TEXT TO READ -
Outdoor guides lead groups of people on wilderness trips, such as hikes or fishing. You usually specialize in a particular type of outdoor activity such as skiing, fishing or rock climbing.

Your duties include:

  • plan routes and meals and gather necessary supplies
  • arrange transportation
  • guide individuals or groups
  • give advice on safety and emergency measures, and the use of equipment
  • provide instruction for activities such as canoeing, rafting and mountain climbing
  • follow environmental guidelines and prevent violations of laws and regulations
  • give first aid in emergency situations
  • prepare meals for group and set up camp

More information:

Am I Suited For This Job?

If you crave variety and enjoy leadership, you may be suited for this job.

You should have a passion for outdoors and adventure. You must also enjoy working with and helping people.

Excellent customer service and instructional skills are essential.

The job can be physically demanding. Your work takes place outdoors in various weather conditions and work locations may be rugged and dangerous.

Often the work is seasonal, and, depending on the type of guiding, the hours can be irregular.

Emergencies are rare, but when they do happen they can cause a great deal of stress. Being well-organized and prepared for any situation is important.

Sources: Career Cruising & Go2HR

What Are The Wages And Benefits?

In British Columbia, the average annual salary ranges from $53,000 – $66,000. Your wage depends on experience, type of activity and employer.

You may be paid by the hour, by the day, or by the trip. Earnings can range from $50 to more than $130 a day for highly experienced guides. Mountain guides and heli-skiing guides tend to earn the highest rates, which can be up to $300 or more a day.

In BC’s regions, you can expect to make:

regional hourly wages for outdoor guides

Table from Job Bank Wage Report
Sources: WorkBC & Career Cruising

What Is The Job Outlook In BC?

There are good opportunities available if you are just getting started as an outdoor guide. However, you might need to start at the bottom as an apprentice or volunteer.

There is a lot of turnover in this industry because the salary isn’t often that high compared to other careers.

Employment Outlook

Outdoor Sport & Recreation Guides (NOC 6532)

employment outlook for outdoor sport & recreation guides

Chart from WorkBC
Sources: WorkBC & Career Cruising

How Do I Become an Outdoor Guide?

PROBLEMS TO SOLVE -
[a] Could you transcribe, word for word, the part of the outdoor guide career page that opens with the words containing "If you crave" and closes with "situation is important."?
[b] Can you pick up the outdoor guide career page after its final line and carry it on?
The records aren't needed for anything here.

A few records
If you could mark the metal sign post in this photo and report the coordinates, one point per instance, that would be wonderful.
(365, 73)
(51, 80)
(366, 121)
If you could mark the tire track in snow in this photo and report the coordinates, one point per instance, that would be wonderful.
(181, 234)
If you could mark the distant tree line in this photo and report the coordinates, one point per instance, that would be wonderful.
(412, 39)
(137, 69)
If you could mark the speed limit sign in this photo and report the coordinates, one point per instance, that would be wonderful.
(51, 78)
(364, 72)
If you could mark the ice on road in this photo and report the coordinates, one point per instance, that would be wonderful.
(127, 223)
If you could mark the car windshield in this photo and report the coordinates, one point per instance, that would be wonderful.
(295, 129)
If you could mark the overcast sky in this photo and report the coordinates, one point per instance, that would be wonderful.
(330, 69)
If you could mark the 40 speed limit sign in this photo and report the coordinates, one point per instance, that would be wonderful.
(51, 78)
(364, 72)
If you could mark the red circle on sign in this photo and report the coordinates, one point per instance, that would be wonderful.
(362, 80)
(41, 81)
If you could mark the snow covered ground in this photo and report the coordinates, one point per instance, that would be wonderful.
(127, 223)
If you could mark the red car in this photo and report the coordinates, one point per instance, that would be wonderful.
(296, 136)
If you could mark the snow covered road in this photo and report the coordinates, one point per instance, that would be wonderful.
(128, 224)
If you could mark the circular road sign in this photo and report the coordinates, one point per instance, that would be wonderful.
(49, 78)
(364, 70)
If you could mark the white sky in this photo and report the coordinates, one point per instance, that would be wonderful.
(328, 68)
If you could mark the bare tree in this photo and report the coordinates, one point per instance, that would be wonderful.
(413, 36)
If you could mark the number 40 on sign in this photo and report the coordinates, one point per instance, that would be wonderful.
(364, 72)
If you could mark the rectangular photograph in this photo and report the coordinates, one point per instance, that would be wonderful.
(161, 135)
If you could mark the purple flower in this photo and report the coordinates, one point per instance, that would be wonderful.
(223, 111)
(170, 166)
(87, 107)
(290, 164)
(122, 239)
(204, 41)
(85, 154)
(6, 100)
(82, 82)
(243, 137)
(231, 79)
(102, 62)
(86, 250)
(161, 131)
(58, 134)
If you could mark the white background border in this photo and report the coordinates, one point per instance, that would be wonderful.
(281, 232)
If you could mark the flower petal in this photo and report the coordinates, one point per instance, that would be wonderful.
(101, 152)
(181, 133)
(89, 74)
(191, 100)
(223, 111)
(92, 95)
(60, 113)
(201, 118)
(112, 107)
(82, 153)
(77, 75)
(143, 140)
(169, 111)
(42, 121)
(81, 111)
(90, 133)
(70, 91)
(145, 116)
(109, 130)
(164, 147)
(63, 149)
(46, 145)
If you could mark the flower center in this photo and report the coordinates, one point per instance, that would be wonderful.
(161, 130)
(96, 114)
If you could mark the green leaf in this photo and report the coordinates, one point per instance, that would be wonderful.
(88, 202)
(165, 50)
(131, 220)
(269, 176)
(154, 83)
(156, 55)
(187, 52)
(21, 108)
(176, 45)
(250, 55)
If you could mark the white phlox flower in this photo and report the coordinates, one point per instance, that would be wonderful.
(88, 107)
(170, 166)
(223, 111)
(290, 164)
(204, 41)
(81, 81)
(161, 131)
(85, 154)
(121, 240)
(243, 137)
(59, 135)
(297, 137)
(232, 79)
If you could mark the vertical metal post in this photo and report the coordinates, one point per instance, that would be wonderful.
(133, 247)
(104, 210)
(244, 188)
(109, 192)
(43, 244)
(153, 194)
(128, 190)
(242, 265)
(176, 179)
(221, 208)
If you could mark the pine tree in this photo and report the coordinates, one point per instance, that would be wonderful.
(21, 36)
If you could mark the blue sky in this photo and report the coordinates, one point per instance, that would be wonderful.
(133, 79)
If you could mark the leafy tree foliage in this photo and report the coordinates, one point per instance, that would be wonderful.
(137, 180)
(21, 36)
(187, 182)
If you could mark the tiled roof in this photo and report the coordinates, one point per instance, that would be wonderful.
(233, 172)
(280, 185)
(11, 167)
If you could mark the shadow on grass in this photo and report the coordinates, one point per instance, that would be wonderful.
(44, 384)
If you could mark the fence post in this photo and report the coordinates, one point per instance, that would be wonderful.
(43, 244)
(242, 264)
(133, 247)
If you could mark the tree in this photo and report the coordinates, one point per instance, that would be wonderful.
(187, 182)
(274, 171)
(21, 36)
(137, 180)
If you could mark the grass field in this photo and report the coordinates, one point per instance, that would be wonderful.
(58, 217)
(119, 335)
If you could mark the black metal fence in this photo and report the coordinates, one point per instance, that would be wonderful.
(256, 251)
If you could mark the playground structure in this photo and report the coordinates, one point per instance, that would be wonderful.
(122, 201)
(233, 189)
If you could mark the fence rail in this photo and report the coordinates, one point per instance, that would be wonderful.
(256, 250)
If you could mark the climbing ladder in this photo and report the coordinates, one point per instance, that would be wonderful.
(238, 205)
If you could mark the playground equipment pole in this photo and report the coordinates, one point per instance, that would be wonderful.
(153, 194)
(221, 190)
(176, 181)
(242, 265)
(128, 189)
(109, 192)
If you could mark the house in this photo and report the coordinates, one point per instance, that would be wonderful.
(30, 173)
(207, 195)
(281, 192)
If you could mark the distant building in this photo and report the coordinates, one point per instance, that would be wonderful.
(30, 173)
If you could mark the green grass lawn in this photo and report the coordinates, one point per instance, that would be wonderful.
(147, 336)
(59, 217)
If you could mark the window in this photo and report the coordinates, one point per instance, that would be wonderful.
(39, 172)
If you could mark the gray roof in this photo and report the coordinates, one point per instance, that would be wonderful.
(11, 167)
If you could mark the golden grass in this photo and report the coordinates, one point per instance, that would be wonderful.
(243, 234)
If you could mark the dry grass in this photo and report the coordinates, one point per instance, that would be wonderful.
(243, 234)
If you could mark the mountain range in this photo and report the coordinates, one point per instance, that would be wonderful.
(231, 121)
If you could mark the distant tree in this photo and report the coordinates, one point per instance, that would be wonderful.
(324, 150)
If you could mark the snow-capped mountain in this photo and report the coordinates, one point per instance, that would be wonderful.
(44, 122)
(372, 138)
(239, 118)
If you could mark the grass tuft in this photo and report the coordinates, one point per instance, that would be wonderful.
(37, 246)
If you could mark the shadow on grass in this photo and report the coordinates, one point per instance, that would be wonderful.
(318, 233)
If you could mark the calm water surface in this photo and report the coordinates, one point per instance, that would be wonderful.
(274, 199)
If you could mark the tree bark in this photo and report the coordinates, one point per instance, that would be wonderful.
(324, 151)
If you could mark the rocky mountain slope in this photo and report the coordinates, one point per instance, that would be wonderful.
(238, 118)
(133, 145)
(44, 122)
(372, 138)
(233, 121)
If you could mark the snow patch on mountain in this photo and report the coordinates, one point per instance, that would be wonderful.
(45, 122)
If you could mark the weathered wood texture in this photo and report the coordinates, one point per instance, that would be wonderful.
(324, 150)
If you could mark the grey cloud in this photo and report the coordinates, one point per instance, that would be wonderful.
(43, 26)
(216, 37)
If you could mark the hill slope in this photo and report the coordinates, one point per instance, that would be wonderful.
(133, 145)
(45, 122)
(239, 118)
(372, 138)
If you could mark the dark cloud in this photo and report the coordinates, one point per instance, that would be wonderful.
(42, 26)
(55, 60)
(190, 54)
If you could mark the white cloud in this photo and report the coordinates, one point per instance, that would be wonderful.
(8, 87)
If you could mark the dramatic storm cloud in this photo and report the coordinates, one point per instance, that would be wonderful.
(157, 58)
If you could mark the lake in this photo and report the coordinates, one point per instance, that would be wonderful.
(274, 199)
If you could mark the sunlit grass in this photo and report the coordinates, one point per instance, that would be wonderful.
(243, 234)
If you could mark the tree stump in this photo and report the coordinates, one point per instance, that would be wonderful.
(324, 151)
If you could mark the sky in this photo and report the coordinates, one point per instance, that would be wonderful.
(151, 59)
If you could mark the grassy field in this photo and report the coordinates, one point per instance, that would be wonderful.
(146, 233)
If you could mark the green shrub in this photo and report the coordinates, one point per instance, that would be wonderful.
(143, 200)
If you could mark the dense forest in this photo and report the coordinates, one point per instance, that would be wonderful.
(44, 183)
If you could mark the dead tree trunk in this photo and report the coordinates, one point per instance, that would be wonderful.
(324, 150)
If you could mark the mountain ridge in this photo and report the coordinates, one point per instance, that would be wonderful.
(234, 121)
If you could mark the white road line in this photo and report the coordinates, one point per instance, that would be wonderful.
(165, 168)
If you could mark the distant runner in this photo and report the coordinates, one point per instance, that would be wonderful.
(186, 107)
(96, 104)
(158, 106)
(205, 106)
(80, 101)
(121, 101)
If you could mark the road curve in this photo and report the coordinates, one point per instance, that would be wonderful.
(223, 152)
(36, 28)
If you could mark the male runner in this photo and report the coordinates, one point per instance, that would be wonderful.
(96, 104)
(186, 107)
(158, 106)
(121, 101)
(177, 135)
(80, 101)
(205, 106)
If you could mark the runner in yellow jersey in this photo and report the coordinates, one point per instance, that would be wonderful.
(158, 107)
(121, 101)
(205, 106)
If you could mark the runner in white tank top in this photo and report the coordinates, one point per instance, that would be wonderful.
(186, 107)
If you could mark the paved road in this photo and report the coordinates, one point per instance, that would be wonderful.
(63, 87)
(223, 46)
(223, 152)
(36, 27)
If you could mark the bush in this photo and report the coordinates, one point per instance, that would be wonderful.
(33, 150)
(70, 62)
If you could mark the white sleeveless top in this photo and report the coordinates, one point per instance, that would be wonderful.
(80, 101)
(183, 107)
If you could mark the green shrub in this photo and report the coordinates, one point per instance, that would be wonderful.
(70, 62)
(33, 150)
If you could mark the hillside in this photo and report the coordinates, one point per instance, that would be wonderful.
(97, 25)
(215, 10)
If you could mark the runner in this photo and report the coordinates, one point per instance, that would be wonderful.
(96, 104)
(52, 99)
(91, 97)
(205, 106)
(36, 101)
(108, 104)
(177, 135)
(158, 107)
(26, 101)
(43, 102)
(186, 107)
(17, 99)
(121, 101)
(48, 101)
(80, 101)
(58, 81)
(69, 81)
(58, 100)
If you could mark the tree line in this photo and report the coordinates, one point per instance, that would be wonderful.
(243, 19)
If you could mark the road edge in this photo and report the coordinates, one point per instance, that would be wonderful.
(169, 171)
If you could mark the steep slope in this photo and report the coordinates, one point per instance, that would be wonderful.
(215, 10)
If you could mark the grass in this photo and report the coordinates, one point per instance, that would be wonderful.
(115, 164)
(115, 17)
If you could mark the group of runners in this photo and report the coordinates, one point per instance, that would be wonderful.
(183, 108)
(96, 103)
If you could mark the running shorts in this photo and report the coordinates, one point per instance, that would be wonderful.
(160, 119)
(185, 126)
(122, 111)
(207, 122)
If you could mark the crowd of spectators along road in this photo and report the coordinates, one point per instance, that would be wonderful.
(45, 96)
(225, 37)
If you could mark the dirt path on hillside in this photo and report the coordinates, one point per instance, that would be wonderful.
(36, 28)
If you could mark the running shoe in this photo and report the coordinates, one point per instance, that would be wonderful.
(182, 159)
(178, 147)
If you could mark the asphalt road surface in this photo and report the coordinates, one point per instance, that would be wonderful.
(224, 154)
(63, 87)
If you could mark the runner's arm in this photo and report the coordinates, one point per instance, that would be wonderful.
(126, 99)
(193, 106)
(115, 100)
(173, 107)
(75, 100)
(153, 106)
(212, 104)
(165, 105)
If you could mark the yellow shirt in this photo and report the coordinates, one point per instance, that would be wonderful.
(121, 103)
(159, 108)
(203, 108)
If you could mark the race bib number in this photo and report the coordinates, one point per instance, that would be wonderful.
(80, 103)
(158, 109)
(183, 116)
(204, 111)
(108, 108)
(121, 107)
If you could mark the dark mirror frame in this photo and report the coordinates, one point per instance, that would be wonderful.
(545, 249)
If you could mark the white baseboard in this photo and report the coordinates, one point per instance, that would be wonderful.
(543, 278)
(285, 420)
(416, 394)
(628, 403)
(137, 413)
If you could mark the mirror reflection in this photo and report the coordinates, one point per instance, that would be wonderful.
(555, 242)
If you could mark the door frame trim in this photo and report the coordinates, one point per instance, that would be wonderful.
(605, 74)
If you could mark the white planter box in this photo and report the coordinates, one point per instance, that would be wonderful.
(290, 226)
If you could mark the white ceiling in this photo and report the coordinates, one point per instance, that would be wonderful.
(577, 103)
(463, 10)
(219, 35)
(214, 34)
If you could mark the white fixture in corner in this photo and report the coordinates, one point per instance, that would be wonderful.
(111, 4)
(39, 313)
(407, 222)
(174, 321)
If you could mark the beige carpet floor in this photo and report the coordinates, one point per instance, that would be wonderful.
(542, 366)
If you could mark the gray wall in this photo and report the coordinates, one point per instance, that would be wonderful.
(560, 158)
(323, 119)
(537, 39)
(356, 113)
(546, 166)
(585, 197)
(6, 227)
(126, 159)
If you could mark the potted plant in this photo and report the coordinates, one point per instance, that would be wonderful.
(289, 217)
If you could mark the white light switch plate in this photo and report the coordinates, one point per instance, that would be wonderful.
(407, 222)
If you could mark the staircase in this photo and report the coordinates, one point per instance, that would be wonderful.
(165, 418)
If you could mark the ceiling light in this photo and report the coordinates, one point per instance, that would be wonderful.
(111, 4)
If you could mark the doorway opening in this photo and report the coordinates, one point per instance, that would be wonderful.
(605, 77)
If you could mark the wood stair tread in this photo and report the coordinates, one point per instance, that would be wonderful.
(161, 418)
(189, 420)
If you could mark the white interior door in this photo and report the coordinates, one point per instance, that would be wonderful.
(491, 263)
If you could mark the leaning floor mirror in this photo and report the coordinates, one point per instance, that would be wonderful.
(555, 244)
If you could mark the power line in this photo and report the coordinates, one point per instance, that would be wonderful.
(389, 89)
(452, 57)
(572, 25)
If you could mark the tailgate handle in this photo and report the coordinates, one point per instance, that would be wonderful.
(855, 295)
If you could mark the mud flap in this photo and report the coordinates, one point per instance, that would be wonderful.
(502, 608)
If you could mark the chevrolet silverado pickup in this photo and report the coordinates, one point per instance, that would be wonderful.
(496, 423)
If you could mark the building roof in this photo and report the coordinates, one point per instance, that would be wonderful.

ANSWERS TO THE EXERCISE -
[a]
If you crave variety and enjoy leadership, you may be suited for this job.

You should have a passion for outdoors and adventure. You must also enjoy working with and helping people.

Excellent customer service and instructional skills are essential.

The job can be physically demanding. Your work takes place outdoors in various weather conditions and work locations may be rugged and dangerous.

Often the work is seasonal, and, depending on the type of guiding, the hours can be irregular.

Emergencies are rare, but when they do happen they can cause a great deal of stress. Being well-organized and prepared for any situation is important.

[b]
Training or requirements usually include:

  • Previous experience in the relevant sport or activity
  • Standard first aid and cardiopulmonary resuscitation (CPR)
  • Additional health and safety training
  • Some specialties require special training or certification; for example, mountain guides and sea kayaking guides must be accredited
  • Ability to deal with physical demands of the position

In B.C., there is no standard training or education requirement to work as an outdoor guide. In general, the higher the level of risk, the higher the level of training and certification you require.

Depending on the type of job, you may need a variety of certifications to gain employment in all four seasons.

Additionally, most jobs require a Class 4 or 5 driver’s license and driving record checks are often requested. A criminal record check is needed if you work with children.

For further information, see:

How Do I Find A Job?

Where do Outdoor Guides work?

  • adventure tourism companies
  • resorts and lodges
  • parks
  • may be self-employed

Although the work is seasonal, you may work year round changing employers with each season.

Finding Advertised Jobs

Jobs are advertised in a variety of sources including newspapers, magazines and online job sites.

Local Newspapers

You can look at the Vancouver Sun & The Province at Vancouver Public Library for free. Check the job postings daily, the careers section in the Vancouver Sun on Wednesdays and Saturdays and, in The Province on Sundays.

Online Job Postings

Finding “Hidden Jobs”

Many job vacancies are not advertised. The resources below help you with finding jobs in this “hidden” job market.

Using Directories to Create a List of Potential Employers

You can use company directories to produce lists of employers who are in this industry. Contact them directly to find out if they’re hiring.

Networking, Volunteering and Temporary Agencies

Many positions are filled by people who have been recommended by someone they know. Networking, working as a volunteer or registering with a temporary employment agency are good ways of helping you find jobs and meet people in your industry.

Networking and the Hidden Job Market:

When looking for work, be sure to talk to friends, relatives and neighbours. They may know someone who is hiring! Working as a volunteer, attending events, and joining clubs and associations are good ways to gain “Canadian experience.” They are also good ways to meet people to learn about the local job market.

For additional tips see:

Applying for a Job

In Canada, employers usually expect to receive a resume and a cover letter that identifies the position you are applying for and summarizes your relevant experience.

Use the library catalogue to find books on writing resumes and cover letters specific to your industry.

For more information see:

Where Can This Job Lead?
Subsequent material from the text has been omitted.